**ASSIGNMENT**
Copy each line of the data below, character for character.

BEGIN EXERCISE DATA

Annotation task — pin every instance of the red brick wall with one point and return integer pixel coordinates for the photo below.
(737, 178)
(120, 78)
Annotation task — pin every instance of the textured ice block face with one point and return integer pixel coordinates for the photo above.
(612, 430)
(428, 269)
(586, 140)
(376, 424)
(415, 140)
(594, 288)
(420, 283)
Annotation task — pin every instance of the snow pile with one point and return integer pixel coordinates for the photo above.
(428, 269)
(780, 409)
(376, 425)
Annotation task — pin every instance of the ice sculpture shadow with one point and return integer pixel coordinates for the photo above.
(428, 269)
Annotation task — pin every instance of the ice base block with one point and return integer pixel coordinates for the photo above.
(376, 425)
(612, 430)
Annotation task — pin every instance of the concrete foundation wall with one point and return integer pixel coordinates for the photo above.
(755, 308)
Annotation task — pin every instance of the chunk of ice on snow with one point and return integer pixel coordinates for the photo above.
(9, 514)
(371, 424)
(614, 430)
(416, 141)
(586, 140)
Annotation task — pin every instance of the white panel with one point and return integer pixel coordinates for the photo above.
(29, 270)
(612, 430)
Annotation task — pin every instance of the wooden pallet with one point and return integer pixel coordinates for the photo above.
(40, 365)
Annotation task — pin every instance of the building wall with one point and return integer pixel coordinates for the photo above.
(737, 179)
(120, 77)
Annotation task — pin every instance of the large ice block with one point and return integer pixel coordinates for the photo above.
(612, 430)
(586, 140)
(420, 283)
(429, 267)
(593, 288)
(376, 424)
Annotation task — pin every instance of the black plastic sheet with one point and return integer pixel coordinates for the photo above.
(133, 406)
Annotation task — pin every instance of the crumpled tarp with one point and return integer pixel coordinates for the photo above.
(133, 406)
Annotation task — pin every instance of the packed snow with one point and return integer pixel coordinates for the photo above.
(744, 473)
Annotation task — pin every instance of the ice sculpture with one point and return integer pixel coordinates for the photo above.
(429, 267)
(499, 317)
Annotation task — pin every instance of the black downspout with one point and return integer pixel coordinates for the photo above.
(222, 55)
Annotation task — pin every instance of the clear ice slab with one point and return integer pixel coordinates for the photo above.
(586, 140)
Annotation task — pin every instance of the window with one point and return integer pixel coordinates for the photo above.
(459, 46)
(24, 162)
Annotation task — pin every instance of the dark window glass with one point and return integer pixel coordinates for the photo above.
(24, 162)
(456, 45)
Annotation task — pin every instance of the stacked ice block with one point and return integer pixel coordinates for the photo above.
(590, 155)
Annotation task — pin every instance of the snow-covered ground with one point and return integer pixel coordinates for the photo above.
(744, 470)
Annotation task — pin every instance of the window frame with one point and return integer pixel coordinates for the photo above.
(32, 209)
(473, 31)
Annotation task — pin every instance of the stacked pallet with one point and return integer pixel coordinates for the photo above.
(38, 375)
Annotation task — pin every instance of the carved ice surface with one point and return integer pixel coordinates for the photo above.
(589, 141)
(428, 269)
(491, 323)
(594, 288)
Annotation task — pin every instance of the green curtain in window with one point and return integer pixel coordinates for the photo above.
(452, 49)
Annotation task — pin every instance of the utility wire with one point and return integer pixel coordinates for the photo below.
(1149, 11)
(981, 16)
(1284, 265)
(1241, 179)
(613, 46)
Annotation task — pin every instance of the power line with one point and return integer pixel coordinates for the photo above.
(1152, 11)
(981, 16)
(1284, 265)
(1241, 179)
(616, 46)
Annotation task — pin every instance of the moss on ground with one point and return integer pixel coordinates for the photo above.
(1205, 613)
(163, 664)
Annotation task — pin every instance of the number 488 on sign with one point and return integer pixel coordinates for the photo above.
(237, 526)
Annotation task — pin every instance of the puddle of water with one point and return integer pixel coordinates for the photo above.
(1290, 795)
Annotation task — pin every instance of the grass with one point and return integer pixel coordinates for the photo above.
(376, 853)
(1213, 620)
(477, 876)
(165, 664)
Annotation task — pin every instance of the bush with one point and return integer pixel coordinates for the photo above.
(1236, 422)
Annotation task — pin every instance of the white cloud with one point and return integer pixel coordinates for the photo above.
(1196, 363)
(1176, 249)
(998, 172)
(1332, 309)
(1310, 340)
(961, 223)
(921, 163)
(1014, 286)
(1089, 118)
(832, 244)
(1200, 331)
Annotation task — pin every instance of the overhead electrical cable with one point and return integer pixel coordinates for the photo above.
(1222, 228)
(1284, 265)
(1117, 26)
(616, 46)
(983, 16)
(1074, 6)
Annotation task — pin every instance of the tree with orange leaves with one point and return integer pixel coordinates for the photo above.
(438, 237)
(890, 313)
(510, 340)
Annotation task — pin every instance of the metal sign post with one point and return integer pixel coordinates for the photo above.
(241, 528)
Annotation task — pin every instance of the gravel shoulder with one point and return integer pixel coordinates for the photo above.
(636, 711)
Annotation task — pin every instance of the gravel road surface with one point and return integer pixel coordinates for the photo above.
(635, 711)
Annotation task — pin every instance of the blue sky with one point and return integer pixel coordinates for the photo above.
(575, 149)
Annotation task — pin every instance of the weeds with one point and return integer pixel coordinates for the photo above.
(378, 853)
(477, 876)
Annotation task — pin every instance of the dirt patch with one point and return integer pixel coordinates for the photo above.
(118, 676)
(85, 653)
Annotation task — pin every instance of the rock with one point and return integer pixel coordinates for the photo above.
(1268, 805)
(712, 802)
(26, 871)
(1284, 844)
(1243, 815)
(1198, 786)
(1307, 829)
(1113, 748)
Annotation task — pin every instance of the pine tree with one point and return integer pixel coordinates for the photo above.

END EXERCISE DATA

**SOLUTION FOR THIS PROBLEM**
Annotation task — pin every instance of the red brick wall with one point and return integer pixel coordinates for the photo below.
(737, 178)
(120, 78)
Annotation task — pin every instance of the textured ice block face with one point and return integer pixel coordinates for the photo above.
(612, 430)
(428, 269)
(586, 140)
(376, 424)
(415, 140)
(594, 288)
(420, 283)
Annotation task — pin every instance of the snow pile with one point and return integer pixel coordinates for the photo above.
(428, 269)
(780, 409)
(376, 425)
Annotation task — pin every instance of the ice sculpture shadow with one point and return integer pixel coordinates for the photo above.
(428, 269)
Annotation task — pin every instance of the ice base block with one point and return integer pixel coordinates for the photo above.
(376, 425)
(612, 430)
Annotation task — pin every instance of the concrete foundation wall with one point and return integer pixel coordinates for the photo above.
(755, 308)
Annotation task — pin every instance of the chunk of ice on snow with one point and return integer pixel coordinates for the photo above.
(9, 514)
(371, 424)
(614, 430)
(416, 141)
(586, 140)
Annotation task — pin every instance of the white panel with one point and return integer pixel coordinates for the photo above.
(29, 270)
(612, 430)
Annotation task — pin every instance of the wooden pallet with one point and return integer pixel coordinates for the photo above.
(40, 365)
Annotation task — pin every instance of the building wall with one point and return integer pixel coordinates for the photo above.
(737, 179)
(120, 77)
Annotation task — pin every instance of the large ice block with one point and return integer pixel coordinates for the photo above.
(612, 430)
(586, 140)
(420, 283)
(429, 267)
(593, 288)
(376, 424)
Annotation task — pin every instance of the black plastic sheet with one point and return integer pixel coordinates for the photo above.
(133, 406)
Annotation task — pin every instance of the crumpled tarp with one point and return integer pixel coordinates for the photo above.
(133, 406)
Annotation task — pin every instance of the packed snow with one point and return integer pixel coordinates for the photo above.
(744, 473)
Annotation task — pin every instance of the ice sculpture with one point and return integer pixel coordinates for the photo above.
(429, 267)
(499, 317)
Annotation task — pin every instance of the black downspout with one point and return integer pixel coordinates for the photo above.
(222, 55)
Annotation task — pin every instance of the clear ice slab with one point and return integer pixel coordinates for the photo above.
(586, 140)
Annotation task — pin every instance of the window with one point and return integer pixel coordinates for the photo above.
(459, 46)
(24, 162)
Annotation task — pin every instance of the dark window glass with one point and return integer pixel coordinates for the photo above.
(24, 162)
(456, 45)
Annotation task — pin every instance of the stacked ice block with one point and return integer pixel coordinates for the photo above.
(590, 155)
Annotation task — pin every instance of the snow-covered ground with one point and return integer pixel coordinates for the photo above.
(744, 470)
Annotation task — pin every instance of the window frame with one point and return integer pixel coordinates for the photo above.
(32, 209)
(473, 31)
Annotation task — pin every instance of the stacked pallet with one point and return integer pixel coordinates for the photo above.
(38, 375)
Annotation task — pin every instance of the carved ice surface with one point and return integer pixel coordinates for the photo above.
(589, 141)
(428, 269)
(491, 323)
(594, 288)
Annotation task — pin every instance of the green curtain in window with one point and return integer pixel coordinates for the photo above.
(452, 49)
Annotation task — pin every instance of the utility wire with one point and return integer pixel coordinates for the photo below.
(1149, 11)
(981, 16)
(1284, 265)
(1241, 179)
(613, 46)
Annotation task — pin every instance of the power line with one point and return integer pixel coordinates for the photo above.
(1152, 11)
(981, 16)
(1284, 265)
(1241, 179)
(616, 46)
Annotation task — pin every instance of the moss on ground with one point and return integer pixel coordinates for the photo above.
(1205, 613)
(163, 664)
Annotation task — pin every instance of the number 488 on sign with one point and return integer pixel coordinates for the photo above.
(237, 526)
Annotation task — pin every instance of the puddle of water with one point and return integer pixel coordinates for the photo above.
(1290, 795)
Annotation task — pin every instance of the grass with one point and return integer pixel coordinates for the photo above.
(376, 853)
(1213, 620)
(477, 876)
(165, 664)
Annotation task — pin every instance of the bush with one point and return integer pixel coordinates for the photo above.
(1236, 422)
Annotation task — pin every instance of the white cloud with one point and return integer pixel coordinates for the photo above.
(1196, 363)
(1176, 249)
(998, 172)
(1332, 309)
(1310, 340)
(961, 223)
(921, 163)
(1014, 286)
(1089, 118)
(832, 244)
(1200, 331)
Annotation task — pin every instance of the overhead electrical cable with one point and return integer pixel coordinates for the photo above.
(1222, 228)
(1284, 265)
(1117, 26)
(616, 46)
(983, 16)
(1074, 6)
Annotation task — pin every instance of the tree with orange leaves with one point and return integer pixel coordinates for the photo above.
(438, 237)
(890, 313)
(510, 340)
Annotation task — pin every instance of the metal sign post with one point and return integer pixel coordinates for the photo above.
(241, 528)
Annotation task — pin every instance of the gravel shoulder with one point and return integer pixel coordinates for the photo above.
(636, 711)
Annotation task — pin every instance of the gravel road surface with one point and return integer pixel coordinates for the photo above.
(635, 711)
Annotation task — pin every instance of the blue sky with one point and return integer pixel coordinates for the photo above.
(575, 149)
Annotation task — pin every instance of the weeds with one point and return integer pixel coordinates for the photo above.
(378, 853)
(477, 876)
Annotation task — pin every instance of the dirt patch with one point and return integer pixel coordinates for the photo above.
(118, 676)
(85, 653)
Annotation task — pin every instance of the rock with one point and return integer pixel coordinates for the photo above.
(1268, 805)
(712, 802)
(26, 871)
(1284, 844)
(1243, 815)
(1198, 786)
(1307, 829)
(1113, 748)
Annotation task — pin every instance of the pine tree with one point and return integer pixel coordinates for the photo above.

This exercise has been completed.